**WRITTEN INSTRUCTION:** Please mark each statement yes or no according to the text on Isaiah, quoting the words from it that decide the answer: 1. The commenter has been reading the retellings aloud to their children. 2. The commenter agrees with portraying Isaiah as a Jonah who does not want the people to repent. 3. The first paragraph says Isaiah did not want to preach to the people.

**EXTRACT PROVIDED:**
......
Grace is what the people were missing. Even Isaiah got so caught up in what his people were doing wrong that he too missed grace. He didn’t want to preach to them because he knew they might listen. And if they listened, they would hear the truthfulness of God. And then they would repent. And Isaiah knew God well enough to know that if the people repented, God would heal them, no matter what.
I’ve been loving your beautiful writing and the lessons you distill with these retellings and have been reading them to my children. I’m not sure on the last paragraph of this one though.
I can’t quite get behind casting Isaiah as a Jonah who doesn’t want the people to repent. I’m assuming you are paraphrasing from 2Nephi 16/Isaiah 6 for this bit, and I understand how we want to avoid reading this as God giving the people over to judgment and in wrath or spite causing them to be blind/deaf “lest they be converted.” That is just too inconsistent with what we know about the loving nature of God and the message of grace you are trying to share. However, it does seem to pretty clearly be God speaking, and Isaiah’s “send me” together with his question “Lord, how long?” make it pretty clear that he does want to preach and doesn’t want the people to be blind either.
......
[Named region outline items]

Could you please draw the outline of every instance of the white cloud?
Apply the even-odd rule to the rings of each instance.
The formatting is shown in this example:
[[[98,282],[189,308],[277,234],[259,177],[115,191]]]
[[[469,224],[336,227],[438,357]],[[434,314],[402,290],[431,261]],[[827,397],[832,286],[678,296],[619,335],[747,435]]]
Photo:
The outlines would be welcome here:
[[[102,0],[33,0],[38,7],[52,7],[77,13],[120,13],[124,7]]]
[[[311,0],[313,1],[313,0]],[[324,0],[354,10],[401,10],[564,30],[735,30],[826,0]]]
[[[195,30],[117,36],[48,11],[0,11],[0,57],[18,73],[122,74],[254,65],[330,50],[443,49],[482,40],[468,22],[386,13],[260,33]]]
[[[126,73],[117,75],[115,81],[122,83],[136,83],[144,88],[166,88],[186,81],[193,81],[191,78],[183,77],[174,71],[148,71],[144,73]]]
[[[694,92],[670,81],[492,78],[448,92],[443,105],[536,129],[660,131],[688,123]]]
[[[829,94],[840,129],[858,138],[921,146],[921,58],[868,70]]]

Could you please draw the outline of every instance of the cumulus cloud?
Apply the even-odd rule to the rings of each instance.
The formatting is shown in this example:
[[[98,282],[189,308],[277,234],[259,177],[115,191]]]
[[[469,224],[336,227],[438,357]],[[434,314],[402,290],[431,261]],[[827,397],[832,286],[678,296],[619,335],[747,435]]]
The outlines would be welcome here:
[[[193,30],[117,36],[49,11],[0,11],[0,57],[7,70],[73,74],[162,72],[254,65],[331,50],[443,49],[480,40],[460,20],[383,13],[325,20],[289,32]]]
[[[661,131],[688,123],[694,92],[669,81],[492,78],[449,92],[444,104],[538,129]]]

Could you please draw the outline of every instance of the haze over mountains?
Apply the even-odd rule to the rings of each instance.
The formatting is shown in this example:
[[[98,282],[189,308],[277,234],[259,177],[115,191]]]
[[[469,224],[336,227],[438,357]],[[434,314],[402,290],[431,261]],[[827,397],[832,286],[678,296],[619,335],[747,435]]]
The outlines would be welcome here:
......
**TASK RESULT:**
1. Yes: "have been reading them to my children"
2. No: "I can’t quite get behind casting Isaiah as a Jonah who doesn’t want the people to repent."
3. Yes: "He didn’t want to preach to them because he knew they might listen."